╭──

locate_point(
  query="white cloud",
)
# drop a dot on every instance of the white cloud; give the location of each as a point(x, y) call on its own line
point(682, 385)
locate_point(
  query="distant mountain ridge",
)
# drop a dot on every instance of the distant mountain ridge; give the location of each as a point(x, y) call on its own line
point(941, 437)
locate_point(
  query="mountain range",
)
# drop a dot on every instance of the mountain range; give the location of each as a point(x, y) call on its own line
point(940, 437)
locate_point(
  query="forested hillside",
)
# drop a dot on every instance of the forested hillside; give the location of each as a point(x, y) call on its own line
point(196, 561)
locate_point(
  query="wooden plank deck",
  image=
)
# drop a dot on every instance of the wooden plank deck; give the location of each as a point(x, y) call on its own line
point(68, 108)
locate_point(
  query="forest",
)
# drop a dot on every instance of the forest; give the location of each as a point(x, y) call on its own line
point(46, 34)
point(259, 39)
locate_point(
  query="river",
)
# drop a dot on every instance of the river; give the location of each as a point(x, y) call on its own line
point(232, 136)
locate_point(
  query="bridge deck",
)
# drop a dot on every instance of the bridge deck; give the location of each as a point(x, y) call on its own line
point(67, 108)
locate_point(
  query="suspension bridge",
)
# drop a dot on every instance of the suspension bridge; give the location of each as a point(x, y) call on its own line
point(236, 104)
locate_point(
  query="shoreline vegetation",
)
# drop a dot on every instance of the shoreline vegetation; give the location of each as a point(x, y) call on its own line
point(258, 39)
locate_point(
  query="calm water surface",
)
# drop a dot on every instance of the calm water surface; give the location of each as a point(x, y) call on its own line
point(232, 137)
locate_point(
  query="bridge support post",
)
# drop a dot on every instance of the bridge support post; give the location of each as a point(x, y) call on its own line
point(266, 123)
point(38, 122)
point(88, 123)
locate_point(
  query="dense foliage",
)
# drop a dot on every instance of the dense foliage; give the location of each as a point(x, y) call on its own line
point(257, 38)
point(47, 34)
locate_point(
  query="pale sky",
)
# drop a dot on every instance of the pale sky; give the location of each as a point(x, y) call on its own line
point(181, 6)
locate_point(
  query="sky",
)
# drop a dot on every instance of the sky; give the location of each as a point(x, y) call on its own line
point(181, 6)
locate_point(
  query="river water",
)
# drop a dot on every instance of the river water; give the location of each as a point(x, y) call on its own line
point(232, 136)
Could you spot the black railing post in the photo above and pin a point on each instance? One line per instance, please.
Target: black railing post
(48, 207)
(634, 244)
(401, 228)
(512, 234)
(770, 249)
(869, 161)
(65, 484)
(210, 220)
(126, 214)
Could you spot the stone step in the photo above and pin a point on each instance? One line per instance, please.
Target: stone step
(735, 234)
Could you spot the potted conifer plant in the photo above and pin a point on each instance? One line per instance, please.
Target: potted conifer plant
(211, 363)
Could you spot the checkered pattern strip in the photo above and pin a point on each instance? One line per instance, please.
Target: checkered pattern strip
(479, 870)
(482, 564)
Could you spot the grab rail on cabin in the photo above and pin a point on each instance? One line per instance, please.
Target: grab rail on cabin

╰──

### [INSTRUCTIONS TO FOLLOW]
Please present the entries above as a numbered list, from the line with "Could you spot the grab" through the last line of the entries, with blank lines left out.

### [THE OUTPUT]
1. Could you spot the grab rail on cabin in the photo above and pin a point on each instance? One line per instance, please.
2. Target: grab rail on cabin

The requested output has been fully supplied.